■ Problem statement
Pick out every line below that contains the string "tree", and copy each of those lines in full. Case counts when matching.

Collected data entries
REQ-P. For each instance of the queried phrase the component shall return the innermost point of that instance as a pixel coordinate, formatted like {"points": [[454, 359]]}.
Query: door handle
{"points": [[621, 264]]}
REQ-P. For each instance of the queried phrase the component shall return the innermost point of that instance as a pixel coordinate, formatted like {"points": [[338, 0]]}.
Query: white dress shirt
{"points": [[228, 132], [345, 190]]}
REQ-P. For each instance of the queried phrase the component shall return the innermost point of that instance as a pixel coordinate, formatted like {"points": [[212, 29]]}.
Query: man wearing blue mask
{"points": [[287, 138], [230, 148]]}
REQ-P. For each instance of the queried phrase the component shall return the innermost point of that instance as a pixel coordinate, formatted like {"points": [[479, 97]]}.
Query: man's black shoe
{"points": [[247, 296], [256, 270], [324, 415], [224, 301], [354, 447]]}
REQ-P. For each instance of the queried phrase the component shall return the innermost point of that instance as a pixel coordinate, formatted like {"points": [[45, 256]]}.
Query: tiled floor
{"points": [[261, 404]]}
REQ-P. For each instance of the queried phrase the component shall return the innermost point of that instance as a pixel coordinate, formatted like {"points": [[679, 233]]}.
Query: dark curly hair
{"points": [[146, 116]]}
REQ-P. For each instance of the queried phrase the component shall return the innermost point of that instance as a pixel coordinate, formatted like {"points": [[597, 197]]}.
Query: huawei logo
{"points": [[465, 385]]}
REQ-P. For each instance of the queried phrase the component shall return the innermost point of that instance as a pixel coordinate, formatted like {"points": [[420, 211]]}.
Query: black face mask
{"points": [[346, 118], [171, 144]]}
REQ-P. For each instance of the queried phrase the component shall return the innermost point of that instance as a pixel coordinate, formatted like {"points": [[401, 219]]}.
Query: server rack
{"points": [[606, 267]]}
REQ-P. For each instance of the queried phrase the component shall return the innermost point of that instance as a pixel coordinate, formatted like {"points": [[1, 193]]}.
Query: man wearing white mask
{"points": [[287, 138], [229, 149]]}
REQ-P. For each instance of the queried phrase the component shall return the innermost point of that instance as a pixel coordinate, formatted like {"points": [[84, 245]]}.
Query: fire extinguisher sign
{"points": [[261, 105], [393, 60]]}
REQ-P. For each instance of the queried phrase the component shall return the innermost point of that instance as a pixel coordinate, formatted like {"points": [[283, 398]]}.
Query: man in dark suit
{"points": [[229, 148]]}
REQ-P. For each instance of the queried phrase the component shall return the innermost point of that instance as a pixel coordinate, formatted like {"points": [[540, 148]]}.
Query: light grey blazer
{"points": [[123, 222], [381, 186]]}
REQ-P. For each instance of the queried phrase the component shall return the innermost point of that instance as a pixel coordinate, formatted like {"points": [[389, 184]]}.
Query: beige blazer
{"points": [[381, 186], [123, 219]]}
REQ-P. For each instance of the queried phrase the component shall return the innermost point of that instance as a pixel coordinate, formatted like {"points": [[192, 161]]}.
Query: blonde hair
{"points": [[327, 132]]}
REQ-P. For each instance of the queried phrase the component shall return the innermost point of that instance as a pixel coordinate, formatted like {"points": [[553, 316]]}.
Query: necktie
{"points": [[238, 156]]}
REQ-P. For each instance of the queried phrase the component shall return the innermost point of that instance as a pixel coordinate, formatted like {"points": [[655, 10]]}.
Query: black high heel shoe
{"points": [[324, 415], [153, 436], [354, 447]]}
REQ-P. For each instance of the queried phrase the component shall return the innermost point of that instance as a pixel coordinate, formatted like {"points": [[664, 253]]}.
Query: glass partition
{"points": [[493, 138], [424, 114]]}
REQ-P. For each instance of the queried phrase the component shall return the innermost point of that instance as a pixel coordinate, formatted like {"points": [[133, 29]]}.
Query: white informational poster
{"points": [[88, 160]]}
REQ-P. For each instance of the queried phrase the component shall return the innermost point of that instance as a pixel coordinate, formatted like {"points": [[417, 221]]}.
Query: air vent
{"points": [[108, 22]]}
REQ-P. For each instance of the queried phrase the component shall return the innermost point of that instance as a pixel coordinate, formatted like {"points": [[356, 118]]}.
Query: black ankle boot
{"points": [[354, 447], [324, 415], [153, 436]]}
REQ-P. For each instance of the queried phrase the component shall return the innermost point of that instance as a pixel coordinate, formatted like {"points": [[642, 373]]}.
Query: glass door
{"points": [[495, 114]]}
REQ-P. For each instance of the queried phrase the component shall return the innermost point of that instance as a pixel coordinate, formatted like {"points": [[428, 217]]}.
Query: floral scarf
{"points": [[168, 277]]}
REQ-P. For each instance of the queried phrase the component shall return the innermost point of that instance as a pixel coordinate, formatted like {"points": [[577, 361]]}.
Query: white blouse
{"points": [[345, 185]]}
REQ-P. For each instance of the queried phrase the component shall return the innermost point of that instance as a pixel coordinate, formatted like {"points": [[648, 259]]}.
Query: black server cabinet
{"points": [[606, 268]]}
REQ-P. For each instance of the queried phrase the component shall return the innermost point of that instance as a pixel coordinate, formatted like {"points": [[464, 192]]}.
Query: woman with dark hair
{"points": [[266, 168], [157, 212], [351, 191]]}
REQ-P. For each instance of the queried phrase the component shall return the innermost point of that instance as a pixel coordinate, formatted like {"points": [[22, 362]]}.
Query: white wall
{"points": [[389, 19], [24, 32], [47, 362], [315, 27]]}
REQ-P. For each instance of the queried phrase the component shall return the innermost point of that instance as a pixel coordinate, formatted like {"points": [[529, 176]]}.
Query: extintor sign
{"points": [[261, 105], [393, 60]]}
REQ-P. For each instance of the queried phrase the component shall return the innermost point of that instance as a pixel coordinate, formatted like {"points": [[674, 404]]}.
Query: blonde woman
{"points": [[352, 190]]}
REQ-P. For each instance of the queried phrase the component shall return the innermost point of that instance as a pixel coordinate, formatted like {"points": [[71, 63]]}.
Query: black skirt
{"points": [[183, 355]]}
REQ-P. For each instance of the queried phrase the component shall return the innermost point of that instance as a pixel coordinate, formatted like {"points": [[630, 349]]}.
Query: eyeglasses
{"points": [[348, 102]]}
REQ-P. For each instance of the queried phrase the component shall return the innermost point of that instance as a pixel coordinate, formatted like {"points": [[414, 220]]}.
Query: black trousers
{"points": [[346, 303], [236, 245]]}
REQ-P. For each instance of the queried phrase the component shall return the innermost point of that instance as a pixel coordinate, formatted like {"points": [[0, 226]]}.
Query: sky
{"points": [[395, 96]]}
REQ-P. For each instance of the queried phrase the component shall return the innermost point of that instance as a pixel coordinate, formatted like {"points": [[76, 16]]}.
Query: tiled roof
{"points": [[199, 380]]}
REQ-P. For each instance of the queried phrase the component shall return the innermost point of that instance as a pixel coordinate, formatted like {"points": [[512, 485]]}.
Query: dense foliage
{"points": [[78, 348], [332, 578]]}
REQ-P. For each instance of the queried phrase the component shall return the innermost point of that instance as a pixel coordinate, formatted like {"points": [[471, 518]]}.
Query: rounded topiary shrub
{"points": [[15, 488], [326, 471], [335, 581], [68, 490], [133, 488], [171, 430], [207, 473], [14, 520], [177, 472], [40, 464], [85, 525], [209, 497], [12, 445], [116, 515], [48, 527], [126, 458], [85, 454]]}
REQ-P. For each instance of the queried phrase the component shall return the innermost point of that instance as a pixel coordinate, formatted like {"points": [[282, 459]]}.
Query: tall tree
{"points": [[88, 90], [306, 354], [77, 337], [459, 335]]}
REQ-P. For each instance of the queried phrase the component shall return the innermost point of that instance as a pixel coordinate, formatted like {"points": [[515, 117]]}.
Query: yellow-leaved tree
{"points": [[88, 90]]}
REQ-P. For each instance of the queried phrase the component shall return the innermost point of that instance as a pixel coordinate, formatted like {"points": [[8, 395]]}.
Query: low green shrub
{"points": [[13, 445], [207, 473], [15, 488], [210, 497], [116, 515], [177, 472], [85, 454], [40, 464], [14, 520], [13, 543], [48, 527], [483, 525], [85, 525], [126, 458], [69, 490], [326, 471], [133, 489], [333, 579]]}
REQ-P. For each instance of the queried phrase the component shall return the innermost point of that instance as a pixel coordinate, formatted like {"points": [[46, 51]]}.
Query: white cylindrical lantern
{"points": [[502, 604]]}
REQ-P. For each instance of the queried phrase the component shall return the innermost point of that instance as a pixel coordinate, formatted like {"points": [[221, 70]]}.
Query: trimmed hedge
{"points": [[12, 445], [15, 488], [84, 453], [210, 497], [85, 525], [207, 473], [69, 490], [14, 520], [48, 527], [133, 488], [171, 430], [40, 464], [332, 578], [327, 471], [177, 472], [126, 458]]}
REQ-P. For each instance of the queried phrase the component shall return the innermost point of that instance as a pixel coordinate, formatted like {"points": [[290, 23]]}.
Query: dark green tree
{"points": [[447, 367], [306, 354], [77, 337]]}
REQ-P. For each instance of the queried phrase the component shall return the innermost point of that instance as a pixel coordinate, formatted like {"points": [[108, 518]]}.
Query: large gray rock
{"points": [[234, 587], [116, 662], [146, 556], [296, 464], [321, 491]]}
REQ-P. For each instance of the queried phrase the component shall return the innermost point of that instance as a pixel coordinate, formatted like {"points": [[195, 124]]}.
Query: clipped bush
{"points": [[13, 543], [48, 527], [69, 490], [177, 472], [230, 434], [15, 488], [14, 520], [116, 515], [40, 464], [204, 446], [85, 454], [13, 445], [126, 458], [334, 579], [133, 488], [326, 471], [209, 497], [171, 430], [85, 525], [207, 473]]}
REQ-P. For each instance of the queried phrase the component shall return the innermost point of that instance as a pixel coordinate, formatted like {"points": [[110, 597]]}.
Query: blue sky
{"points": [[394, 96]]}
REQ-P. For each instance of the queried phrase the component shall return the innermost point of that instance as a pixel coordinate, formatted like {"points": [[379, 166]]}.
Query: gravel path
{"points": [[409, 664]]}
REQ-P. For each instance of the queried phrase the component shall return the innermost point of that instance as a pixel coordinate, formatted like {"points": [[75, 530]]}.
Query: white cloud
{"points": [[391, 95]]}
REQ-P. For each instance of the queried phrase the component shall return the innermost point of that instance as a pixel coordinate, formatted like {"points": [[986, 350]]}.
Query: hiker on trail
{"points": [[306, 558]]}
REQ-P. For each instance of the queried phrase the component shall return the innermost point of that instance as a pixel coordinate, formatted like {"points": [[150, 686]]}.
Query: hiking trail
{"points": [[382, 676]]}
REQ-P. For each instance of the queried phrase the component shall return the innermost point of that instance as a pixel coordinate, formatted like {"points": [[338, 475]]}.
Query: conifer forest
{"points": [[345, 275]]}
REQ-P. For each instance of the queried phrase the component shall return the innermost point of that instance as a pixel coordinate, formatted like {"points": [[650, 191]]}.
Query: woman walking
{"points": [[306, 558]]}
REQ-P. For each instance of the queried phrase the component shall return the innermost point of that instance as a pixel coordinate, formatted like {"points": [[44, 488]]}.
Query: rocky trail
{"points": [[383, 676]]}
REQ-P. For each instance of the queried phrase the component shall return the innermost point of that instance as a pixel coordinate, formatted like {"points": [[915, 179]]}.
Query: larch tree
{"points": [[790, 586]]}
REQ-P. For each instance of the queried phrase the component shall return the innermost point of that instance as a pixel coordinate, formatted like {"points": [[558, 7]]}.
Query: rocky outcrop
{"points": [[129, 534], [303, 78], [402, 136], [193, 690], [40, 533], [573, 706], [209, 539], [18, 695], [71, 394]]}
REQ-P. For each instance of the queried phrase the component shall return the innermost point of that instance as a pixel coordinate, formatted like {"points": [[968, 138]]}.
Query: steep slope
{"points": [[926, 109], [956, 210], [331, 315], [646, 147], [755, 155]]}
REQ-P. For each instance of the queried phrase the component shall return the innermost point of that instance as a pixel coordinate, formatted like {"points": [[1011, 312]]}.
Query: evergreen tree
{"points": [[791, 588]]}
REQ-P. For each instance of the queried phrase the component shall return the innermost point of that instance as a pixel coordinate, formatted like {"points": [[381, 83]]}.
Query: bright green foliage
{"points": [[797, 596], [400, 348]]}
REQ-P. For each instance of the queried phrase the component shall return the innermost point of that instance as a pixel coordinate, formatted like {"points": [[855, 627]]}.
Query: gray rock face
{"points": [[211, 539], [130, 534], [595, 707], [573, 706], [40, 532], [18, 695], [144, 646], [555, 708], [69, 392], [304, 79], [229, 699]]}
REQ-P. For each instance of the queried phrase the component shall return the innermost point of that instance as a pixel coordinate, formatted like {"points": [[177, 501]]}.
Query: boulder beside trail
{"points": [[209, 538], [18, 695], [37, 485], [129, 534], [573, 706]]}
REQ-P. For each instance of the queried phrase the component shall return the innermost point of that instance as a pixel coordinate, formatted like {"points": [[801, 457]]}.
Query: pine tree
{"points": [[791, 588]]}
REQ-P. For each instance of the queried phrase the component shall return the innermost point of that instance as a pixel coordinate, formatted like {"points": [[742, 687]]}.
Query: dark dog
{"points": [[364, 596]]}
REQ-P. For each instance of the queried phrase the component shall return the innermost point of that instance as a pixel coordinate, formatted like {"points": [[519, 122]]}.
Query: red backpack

■ Exercise output
Query: tall tree
Query: yellow-leaved tree
Query: dark green tree
Query: larch tree
Query: evergreen tree
Query: pine tree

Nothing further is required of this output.